**Document segment**
## Begin
Ok, create a Dataflow task and pipe some data from one place to another. For purposes of this example, I am going to use a OleDB source, a Lookup, and a OleDB Destination. This next sentence is VERY IMPORTANT, so LISTEN UP. You need to name each of the Dataflow (and everything, really) steps something MEANINGFUL. "OleDB Source" is NOT MEANINGFUL. If you clods aren't already doing this in your packages, than you fail SSIS 101. Go to jail, go directly to jail, do NOT pass Go, do NOT collect $200.



Next, go back to the Control Flow surface and go back into logging. You will now see that the Package is not the only container. You will see that the DataFlow container is grayed out. This is because it is inheriting the settings from the parent. If you want (and we do) to configure this container ourselves, you have to check the box (click it twice - there I go again! slap my hand) and enable the SQL Server logger. Then go to the Details tab. All the setting from the patent have to be re-set because we choose to configure it ourselves. Check the same 2 we had last time and also OnPipelineRowSent. This event lets us know how many rows were sent to the particular component in the DataFlow (this is a DataFlow specific event). There are a lot of events you can look at and it's up to you to determine what you want. For this demo (because it is more about logging for Performance tuning) these are the only ones needed:



Now, pull up your Management Studio and run a Select on the table (Select * From sysdtslog90). You will see a goldmine of information. Times and row counts = much win. Play around with the data a little and them come back to this post. Go, do it. Go on!!
## End
**Exercise 1**
Answer these questions about the SSIS logging walkthrough, one line each:
(a) Which three components does the example Dataflow task use?
(b) Why does the DataFlow container appear grayed out in logging?
(c) Which table does the Select statement in Management Studio query?
**Exercise 2**
Retype the SSIS logging walkthrough from "Now, pull up" to "it. Go on!!".

**Material provided**
## Begin
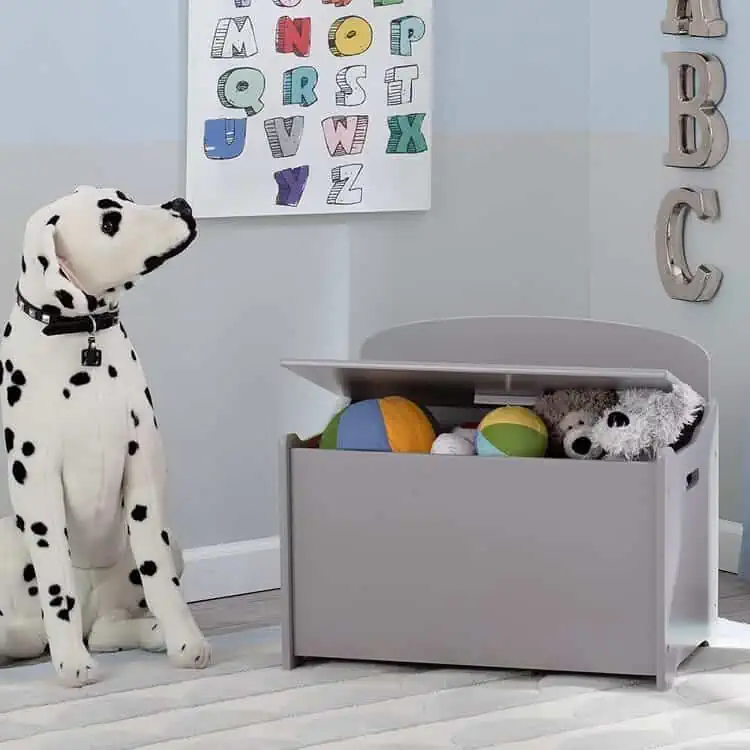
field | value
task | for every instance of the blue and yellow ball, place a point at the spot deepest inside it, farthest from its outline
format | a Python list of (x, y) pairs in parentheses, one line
## End
**Task answer 1**
(a) An OleDB source, a Lookup, and an OleDB Destination.
(b) It is inheriting the settings from the parent.
(c) sysdtslog90.

**Task answer 2**
Now, pull up your Management Studio and run a Select on the table (Select * From sysdtslog90). You will see a goldmine of information. Times and row counts = much win. Play around with the data a little and them come back to this post. Go, do it. Go on!!